*Exercise requirements*.
**A.** According to the article on accountable delivery systems, by how much do the new systems promise to cut healthcare expenditures?
**B.** Pick up the article on accountable delivery systems after its last sentence and keep writing it.

Top of Extract

Just adding software without retooling your practice and joining an integrated care network isn’t the best approach.

Two decades ago, health maintenance organizations, which were originally pre-paid group practice models developed by progressive-thinking large employers and healthcare engineers, were adopted by traditional health insurers.

They came to be viewed as penny-pinching bureaucracies that placed profits ahead of patients. While their role in reducing waste in the system benefited everyone, their operating model created stress in the physician/patient relationship and created barriers to care through complex processes designed to reduce unnecessary utilization. Unfortunately the same systems that discouraged unnecessary utilization, also sealed their downfall. Patients grew to resent the imposed restrictions and physicians grew angry at having decisions questioned by others who did not know their patients personally.

So what was the difference from the early group-model HMOs, which consistently scored high in quality and had loyal patient followings, versus what HMO medicine and managed care grew to represent? The early HMOs were narrow-network, geographically localized, provider-led integrated delivery systems led by physicians who managed their patients’ care. The latter were large-scale institutionalized systems that managed physician decision making.

Today, there are developing integrated models called accountable delivery systems. And this time, they have potent new tools that physicians can control - comprehensive, integrated software and powerful, multi-channel hardware. In 1995, when a room full of computers couldn’t run a smartphone, providers were grouped into large clinic–like buildings, where they shared common paper records.  Now, physicians anywhere can be clinically integrated, sharing common data using cloud-computing services that can identify and alert to gaps in care, stratify population risk, and deliver this information automatically to the physician or care coordinator. Collectively these new systems promise to improve the population health status, reduce the downstream costs of providing care, and improve the patient experience - all while cutting healthcare expenditures by as much as 25 percent by eliminating waste and duplication.

The new systems are not EHR or EMR systems, which only accumulate data. They are systems that take the data and turn it into actionable information to enable physicians to manage patient care more effectively, cut waste by efficiently coordinating care and improve outcomes by keeping everyone on the same clinical page.

Bottom of Extract
Top of Extracted records

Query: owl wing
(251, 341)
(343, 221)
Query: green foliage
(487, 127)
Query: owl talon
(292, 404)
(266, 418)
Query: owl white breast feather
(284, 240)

Bottom of Extracted records

*Answers for the exercise*.
**A.** By as much as 25 percent, by eliminating waste and duplication.

**B.**
But, just adding powerful software without retooling your practice operations and joining an integrated-care network will cost you your independence instead of preserving it.

As they say in the movies - this time, it’s for keeps. The opportunity and tools are there to control your own destiny as the payment system commutes from fee for service to pay for value.

If you think that there is plenty of time, or that all of these changes will go away, consider this:

The primary implementation of the ACA is less than a year away.

The ACA is law, and has been ruled so by the U.S. Supreme Court.

The votes are not in Congress to change things.

President Obama has four more years, and has firmly and repeatedly stated he will not consider changes.

HHS, CMS, and the IRS are gearing up and moving things forward with the full unstoppable force of the U.S. government.

Laws of this broad scope do not go away once implemented. Ever.

There are tens of billions in lost profits to be recovered and big incentives at stake, which is why hospitals and insurers are aggressively buying up primary-care practices. They are doing what you, too can do by aggregating with other independent physicians now.

A lot of smart people are investing heavily to provide services that aim to help physicians not only survive, but thrive. PCMH and ACO software is the hot, new growth sector in healthcare. Investment has exploded, and companies are popping up everywhere.

But, it will be the consultants and advisors, particularly those with their own systems, who will win the day for physicians because software is only the platform. Practice operations is the engine.

Dr. Bonvicino is a former Regional Medical Director at the Garden State Medical Group and former senior medical director of Horizon Healthcare Innovations and Blue Cross/Blue Shield of New Jersey.